══ Exercise input
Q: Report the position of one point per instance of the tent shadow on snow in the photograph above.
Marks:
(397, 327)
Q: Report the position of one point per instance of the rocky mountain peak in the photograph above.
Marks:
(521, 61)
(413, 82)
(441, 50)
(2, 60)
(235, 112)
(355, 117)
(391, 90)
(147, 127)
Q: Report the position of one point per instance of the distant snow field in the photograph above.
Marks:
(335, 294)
════
*Work task*: Your answer must be an exact copy of every entry above.

*Problem solution*:
Q: Report the position of one point per instance of the tent shadow on snow in the photograph above.
Marks:
(397, 327)
Q: Report the position of one point per instance of the rocky mountain peak in the photograph above.
Marks:
(521, 61)
(413, 82)
(441, 50)
(2, 60)
(235, 112)
(355, 117)
(391, 90)
(147, 127)
Q: Report the position of one point per instance of the distant snow field in the photograph above.
Marks:
(335, 294)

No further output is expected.